What the task asks: The news report below quotes a Supreme Court bench. List the rights that the quoted statement names as domains of international human rights law that recognize reproductive rights.

Text:
May 24, 2025 08:36 AM IST
Setting aside a Madras high court judgment declining maternity leave to a Tamil Nadu government school teacher , the top court ruled that a woman is entitled to maternity benefits for her third biological child
New Delhi Maternity leave is integral to maternity benefits and reproductive rights are now recognised as part of international human rights law like right to health, privacy, equality and non-discrimination and dignity, the Supreme Court said on Friday.

Setting aside a Madras high court judgment declining maternity leave to a Tamil Nadu government school teacher , the top court ruled that a woman is entitled to maternity benefits for her third biological child, observing that the laudable object of population control of the state that restricts maternity leave for up to two children should be read harmoniously with the beneficial law under the Maternity Benefits Act.
“Maternity leave is integral to maternity benefits. Reproductive rights are now recognized as part of several intersecting domains of international human rights law viz. the right to health, right to privacy, right to equality and non-discrimination and the right to dignity,” a bench comprising Justices Abhay S Oka and Ujjal Bhuyan said.
Writing the judgment for the bench, justice Bhuyan noted the peculiar facts of the case where the petitioner got married to her first husband in 2006 and from the wedlock had two children. After the birth of the second child she joined service at a government school in December 2012. However, the marriage got dissolved in 2017 and both the children were in the custody of her former husband. In September 2018 she re-married and from the marriage, conceived a child and applied for maternity leave
The government on August 28, 2021 rejected her request citing Fundamental Rule 101(a) applicable to state government employees of Tamil Nadu, which provides that maternity leave is available to women state government employees having less than two surviving children. It did not provide for grant of maternity leave for the third child on account of her re-marriage.

Information shown:
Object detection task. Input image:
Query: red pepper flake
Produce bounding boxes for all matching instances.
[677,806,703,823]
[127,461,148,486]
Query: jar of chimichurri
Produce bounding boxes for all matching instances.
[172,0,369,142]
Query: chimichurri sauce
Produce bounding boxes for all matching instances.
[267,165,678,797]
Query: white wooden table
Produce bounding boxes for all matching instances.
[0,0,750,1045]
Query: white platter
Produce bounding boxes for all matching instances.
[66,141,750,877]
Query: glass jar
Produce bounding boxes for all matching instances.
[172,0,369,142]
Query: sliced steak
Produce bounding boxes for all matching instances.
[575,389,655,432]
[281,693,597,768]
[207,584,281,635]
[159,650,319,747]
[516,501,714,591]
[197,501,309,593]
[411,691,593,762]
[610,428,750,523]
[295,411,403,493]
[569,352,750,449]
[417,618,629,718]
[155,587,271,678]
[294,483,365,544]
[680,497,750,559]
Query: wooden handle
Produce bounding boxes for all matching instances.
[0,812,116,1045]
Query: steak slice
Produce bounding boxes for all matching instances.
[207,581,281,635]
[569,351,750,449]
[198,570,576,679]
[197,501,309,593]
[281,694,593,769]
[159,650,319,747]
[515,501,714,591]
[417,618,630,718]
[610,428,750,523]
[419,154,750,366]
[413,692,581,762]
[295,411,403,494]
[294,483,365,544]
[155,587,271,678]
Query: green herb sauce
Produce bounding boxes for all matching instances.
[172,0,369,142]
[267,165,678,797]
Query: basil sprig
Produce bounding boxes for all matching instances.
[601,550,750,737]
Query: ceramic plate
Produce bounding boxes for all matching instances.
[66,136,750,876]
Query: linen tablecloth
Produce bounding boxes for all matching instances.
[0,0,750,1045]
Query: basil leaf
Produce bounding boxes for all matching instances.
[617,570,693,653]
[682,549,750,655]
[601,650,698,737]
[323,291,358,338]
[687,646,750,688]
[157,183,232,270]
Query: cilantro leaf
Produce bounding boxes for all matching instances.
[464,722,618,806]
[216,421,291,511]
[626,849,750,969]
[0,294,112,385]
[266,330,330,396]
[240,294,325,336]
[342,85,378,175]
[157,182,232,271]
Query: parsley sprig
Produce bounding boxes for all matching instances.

Written response:
- The right to health
- The right to privacy
- The right to equality and non-discrimination
- The right to dignity